**Data**.
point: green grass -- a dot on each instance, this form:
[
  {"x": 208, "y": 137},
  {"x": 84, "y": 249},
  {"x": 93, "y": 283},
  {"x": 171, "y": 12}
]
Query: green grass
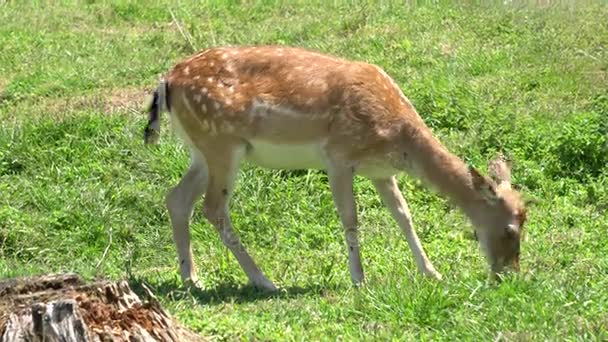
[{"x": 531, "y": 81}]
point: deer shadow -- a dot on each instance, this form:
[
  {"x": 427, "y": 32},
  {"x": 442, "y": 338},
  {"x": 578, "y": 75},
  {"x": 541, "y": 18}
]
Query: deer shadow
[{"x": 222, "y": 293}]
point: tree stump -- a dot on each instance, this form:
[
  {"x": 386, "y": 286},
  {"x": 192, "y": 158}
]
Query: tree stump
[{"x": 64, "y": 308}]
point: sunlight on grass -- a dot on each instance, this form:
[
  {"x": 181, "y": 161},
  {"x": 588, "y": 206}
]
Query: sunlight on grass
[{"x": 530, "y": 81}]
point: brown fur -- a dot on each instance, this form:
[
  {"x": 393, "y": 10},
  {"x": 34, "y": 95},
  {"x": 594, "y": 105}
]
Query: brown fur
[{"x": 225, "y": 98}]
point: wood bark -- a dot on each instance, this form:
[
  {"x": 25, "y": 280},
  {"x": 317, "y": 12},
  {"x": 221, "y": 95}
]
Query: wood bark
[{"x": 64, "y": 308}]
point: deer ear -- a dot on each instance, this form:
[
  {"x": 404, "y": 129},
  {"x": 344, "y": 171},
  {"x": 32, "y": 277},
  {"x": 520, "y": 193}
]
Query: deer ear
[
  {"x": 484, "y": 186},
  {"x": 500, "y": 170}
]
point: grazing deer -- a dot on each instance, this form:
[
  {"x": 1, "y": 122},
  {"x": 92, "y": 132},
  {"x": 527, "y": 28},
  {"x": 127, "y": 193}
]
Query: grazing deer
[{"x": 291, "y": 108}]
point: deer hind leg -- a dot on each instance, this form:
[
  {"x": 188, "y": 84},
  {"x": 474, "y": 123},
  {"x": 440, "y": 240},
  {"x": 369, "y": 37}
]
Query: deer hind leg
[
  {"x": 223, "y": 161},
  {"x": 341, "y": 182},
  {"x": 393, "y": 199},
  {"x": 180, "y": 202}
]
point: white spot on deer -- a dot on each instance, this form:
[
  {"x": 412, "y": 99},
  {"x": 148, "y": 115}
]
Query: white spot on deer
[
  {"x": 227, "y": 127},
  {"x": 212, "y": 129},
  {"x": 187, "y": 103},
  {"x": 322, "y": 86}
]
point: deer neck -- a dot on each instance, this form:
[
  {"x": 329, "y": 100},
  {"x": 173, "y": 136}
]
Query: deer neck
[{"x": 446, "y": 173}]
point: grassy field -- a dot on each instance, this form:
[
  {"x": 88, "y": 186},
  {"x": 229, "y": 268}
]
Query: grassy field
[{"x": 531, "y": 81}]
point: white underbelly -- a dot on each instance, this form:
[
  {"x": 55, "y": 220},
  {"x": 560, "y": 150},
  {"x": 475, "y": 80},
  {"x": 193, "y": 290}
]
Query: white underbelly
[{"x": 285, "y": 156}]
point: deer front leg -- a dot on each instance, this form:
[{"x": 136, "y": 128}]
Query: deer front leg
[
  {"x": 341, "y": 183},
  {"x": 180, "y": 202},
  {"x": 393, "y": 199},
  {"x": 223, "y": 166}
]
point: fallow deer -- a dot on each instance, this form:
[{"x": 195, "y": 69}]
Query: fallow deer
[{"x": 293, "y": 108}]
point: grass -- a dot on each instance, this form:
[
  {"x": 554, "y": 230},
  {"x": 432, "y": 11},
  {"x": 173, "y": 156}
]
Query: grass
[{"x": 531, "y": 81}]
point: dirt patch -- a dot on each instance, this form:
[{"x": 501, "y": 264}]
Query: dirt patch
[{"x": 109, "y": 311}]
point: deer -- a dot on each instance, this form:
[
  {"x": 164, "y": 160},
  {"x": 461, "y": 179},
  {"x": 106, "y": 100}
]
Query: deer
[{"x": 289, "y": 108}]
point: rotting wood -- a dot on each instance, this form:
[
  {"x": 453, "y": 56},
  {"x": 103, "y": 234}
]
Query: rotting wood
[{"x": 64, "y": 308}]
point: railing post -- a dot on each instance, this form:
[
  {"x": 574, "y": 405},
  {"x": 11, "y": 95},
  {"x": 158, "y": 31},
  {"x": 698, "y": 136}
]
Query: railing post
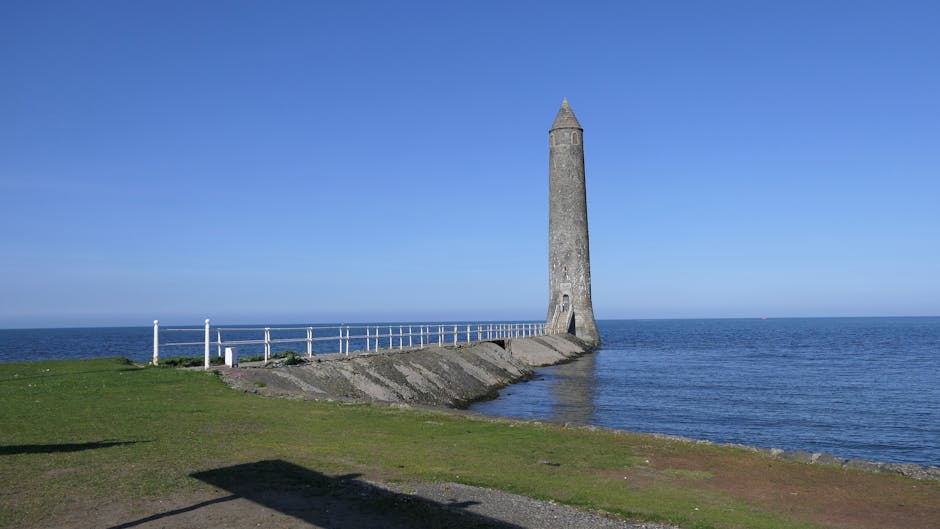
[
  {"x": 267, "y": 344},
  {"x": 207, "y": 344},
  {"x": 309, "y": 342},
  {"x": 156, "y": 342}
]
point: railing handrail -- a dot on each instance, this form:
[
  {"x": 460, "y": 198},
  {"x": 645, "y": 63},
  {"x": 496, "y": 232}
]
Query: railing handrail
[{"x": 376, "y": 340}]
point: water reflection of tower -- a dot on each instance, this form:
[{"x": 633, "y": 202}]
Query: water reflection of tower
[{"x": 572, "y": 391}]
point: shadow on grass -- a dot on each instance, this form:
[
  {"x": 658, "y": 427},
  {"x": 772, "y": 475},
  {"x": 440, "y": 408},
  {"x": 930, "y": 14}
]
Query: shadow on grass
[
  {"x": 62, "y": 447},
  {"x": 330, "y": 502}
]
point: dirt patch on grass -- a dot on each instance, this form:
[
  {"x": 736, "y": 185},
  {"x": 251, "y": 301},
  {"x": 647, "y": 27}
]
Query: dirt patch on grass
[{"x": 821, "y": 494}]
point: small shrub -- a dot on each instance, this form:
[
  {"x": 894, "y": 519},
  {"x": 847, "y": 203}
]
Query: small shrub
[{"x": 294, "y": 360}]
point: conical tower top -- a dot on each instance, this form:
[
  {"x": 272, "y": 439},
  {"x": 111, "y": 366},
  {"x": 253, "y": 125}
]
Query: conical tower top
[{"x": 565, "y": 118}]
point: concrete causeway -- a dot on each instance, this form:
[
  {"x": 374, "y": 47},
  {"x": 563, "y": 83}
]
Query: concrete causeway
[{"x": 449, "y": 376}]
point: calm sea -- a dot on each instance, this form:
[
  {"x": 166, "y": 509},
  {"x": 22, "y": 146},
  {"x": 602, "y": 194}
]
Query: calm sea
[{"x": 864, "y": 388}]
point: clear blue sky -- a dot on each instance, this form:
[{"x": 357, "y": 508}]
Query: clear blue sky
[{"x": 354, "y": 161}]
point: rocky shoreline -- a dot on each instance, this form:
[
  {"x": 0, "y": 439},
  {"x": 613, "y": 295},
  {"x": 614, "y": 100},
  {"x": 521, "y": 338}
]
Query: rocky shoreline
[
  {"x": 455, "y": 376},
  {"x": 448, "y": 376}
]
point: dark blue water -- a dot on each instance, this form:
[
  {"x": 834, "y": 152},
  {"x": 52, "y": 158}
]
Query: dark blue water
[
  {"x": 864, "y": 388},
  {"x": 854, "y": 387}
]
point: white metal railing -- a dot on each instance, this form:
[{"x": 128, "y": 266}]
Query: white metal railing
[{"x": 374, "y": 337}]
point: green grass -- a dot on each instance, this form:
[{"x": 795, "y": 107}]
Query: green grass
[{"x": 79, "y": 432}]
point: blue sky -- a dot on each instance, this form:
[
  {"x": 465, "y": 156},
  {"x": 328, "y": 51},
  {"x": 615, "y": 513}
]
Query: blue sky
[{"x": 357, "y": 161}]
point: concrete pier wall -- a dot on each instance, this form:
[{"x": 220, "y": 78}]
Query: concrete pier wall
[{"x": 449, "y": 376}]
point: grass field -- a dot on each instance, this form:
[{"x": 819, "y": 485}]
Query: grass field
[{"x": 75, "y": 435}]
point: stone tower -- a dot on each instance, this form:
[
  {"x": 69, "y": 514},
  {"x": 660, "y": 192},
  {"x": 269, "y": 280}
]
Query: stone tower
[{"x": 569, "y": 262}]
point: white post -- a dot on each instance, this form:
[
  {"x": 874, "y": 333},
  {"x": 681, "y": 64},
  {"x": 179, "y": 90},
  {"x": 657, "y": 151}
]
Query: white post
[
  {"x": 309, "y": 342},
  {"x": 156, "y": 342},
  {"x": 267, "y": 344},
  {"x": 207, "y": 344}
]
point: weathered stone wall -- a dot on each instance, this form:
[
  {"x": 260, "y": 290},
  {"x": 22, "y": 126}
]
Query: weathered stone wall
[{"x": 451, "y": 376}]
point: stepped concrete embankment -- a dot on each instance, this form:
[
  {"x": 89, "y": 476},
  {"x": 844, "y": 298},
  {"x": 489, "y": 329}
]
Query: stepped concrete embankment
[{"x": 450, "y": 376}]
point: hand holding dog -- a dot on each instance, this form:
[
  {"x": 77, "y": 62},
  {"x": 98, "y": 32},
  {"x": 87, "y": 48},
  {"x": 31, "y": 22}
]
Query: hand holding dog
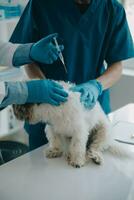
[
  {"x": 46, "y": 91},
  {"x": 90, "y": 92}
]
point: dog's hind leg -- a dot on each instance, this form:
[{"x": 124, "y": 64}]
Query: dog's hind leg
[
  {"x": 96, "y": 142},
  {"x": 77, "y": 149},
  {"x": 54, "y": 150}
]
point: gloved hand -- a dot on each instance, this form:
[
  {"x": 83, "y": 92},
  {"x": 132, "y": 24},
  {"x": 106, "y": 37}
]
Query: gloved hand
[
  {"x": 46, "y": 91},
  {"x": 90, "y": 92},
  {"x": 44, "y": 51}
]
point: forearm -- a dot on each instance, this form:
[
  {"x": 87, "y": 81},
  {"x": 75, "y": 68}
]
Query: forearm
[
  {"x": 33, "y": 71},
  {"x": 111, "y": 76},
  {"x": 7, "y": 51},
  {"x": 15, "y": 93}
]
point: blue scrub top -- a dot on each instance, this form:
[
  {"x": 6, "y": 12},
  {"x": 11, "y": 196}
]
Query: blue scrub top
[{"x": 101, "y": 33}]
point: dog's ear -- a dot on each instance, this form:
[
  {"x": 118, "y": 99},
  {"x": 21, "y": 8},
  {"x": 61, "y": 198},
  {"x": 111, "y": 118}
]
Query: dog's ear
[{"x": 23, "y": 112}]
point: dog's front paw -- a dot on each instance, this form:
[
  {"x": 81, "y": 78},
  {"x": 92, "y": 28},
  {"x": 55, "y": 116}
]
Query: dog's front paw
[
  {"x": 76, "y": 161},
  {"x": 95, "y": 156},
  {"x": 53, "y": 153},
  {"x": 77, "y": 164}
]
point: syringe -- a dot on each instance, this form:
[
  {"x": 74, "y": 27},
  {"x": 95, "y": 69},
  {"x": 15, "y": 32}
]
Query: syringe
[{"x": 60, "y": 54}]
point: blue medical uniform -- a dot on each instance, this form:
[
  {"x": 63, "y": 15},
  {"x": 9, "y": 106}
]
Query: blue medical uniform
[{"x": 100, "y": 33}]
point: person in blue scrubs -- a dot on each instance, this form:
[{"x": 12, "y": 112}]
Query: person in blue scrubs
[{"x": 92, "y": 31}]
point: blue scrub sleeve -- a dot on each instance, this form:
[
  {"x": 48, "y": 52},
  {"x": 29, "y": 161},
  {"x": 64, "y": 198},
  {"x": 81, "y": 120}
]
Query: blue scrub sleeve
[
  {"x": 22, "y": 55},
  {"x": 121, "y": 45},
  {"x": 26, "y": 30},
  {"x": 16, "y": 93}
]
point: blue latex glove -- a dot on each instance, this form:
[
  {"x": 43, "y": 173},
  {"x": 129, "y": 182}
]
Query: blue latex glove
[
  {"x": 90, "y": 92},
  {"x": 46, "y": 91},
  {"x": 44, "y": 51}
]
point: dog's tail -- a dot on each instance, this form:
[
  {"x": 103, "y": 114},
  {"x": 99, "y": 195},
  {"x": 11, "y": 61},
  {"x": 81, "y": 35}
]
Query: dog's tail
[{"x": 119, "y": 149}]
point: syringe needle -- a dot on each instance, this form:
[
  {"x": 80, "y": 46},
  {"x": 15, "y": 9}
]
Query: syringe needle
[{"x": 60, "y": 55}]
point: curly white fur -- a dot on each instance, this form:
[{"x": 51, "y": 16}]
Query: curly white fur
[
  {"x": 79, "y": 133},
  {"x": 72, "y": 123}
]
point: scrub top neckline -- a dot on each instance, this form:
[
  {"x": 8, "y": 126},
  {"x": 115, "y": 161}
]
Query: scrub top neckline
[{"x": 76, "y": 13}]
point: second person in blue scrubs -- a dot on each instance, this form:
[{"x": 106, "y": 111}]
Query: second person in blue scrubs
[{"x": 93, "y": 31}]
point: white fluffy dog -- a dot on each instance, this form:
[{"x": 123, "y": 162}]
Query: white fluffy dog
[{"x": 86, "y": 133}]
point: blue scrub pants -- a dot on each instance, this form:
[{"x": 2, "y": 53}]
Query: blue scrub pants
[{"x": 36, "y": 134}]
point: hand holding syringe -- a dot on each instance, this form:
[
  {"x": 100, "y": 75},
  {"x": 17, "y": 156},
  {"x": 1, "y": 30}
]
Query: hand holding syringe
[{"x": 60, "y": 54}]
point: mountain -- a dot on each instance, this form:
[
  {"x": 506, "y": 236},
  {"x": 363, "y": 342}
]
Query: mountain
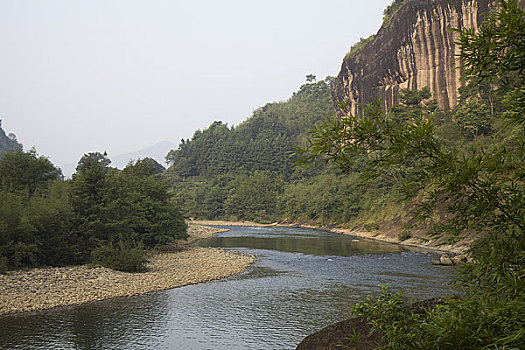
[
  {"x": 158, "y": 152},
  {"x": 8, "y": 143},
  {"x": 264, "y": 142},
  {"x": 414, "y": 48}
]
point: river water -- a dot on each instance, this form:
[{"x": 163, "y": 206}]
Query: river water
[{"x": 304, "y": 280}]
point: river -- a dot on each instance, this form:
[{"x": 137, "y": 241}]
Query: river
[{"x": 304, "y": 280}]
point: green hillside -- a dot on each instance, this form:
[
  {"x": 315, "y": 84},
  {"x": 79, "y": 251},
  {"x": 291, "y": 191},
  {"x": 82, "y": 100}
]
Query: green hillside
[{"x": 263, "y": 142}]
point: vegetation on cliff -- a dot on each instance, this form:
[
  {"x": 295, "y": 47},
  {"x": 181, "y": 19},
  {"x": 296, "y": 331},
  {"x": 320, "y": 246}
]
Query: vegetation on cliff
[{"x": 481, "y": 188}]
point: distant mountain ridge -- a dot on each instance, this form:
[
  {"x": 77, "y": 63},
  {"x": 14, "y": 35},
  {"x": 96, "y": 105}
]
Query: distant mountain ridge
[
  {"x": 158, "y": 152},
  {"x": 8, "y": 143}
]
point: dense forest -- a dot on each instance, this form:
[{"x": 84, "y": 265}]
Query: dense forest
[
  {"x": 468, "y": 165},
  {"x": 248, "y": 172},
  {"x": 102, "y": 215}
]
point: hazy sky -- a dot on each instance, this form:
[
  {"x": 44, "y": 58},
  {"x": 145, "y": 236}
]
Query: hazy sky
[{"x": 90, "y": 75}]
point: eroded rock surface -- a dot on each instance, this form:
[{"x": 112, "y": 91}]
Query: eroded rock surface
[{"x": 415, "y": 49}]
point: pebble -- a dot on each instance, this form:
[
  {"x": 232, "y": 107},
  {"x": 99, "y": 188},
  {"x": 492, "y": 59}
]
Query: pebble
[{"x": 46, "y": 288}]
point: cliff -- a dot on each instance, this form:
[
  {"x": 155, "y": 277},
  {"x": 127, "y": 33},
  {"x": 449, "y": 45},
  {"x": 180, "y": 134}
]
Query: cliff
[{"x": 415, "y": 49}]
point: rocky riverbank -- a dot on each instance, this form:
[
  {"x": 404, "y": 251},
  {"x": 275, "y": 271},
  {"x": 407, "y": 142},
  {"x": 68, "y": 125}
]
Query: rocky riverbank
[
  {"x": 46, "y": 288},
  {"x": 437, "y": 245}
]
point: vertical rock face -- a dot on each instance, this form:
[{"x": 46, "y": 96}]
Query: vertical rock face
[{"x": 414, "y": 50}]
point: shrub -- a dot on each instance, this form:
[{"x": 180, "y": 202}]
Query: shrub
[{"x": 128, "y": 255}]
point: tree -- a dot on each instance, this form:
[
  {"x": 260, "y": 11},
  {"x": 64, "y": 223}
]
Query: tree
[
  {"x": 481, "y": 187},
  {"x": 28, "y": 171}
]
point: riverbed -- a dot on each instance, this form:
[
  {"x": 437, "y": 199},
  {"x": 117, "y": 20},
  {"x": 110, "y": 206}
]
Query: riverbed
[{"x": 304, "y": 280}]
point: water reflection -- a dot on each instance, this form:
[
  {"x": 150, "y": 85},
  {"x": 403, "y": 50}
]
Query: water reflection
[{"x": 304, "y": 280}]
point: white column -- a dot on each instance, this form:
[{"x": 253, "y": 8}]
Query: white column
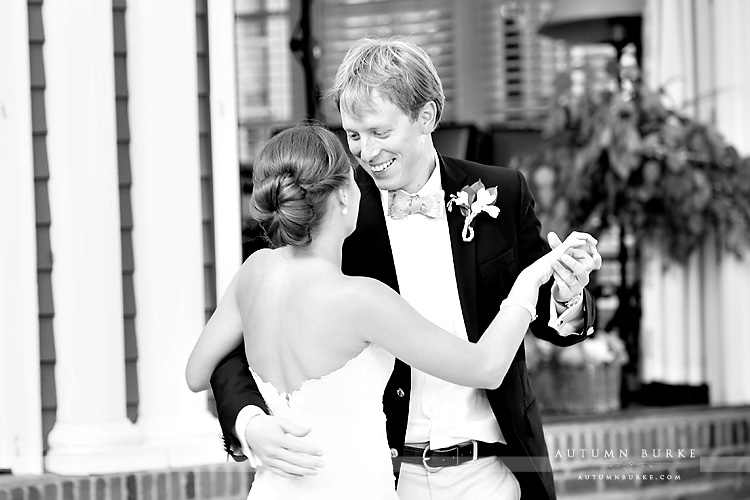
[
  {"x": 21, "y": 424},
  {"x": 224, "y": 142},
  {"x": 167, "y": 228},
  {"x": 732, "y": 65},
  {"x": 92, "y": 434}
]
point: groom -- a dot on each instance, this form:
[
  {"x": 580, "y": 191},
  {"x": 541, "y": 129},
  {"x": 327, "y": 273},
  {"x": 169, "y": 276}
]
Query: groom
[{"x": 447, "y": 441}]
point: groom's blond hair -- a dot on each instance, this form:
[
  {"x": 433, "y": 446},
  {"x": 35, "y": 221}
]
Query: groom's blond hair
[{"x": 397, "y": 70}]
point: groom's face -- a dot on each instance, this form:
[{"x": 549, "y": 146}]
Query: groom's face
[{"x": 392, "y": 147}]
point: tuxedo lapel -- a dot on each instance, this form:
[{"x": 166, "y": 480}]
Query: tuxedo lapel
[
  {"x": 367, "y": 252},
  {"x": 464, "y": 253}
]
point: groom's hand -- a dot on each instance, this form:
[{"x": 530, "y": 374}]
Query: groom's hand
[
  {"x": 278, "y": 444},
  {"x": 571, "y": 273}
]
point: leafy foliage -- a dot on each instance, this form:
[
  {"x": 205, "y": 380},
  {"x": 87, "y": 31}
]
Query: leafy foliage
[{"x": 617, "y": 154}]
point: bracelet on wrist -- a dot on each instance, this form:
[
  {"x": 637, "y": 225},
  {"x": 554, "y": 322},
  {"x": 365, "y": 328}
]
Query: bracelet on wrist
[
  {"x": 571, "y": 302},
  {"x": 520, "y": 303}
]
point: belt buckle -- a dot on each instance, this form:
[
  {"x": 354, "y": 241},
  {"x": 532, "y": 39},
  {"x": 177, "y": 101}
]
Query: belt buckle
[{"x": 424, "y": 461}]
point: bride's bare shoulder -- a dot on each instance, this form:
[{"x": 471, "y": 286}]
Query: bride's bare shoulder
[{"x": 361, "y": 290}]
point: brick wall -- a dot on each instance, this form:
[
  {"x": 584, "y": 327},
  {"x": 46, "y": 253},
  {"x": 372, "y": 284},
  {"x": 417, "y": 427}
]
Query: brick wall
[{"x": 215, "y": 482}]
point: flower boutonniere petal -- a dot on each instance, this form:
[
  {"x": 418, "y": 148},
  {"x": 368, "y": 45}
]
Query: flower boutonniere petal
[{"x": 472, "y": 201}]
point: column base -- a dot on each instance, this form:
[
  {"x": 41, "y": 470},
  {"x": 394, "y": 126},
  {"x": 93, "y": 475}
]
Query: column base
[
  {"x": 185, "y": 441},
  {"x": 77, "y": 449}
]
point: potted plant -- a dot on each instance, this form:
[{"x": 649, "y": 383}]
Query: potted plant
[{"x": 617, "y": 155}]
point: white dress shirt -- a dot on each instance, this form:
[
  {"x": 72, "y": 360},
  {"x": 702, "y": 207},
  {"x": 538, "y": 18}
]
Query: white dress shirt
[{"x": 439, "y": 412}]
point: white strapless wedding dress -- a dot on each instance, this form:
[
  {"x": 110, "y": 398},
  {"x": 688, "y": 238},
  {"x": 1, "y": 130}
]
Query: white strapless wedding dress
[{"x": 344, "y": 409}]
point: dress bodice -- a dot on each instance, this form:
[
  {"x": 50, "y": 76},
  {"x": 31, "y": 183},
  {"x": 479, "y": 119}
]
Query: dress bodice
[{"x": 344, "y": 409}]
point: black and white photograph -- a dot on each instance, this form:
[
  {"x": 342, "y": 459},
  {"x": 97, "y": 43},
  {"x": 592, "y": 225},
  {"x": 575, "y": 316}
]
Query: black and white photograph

**Task item**.
Find the count of lines in the data above where the word "black" occurs, and write down only that count.

**Expected answer**.
2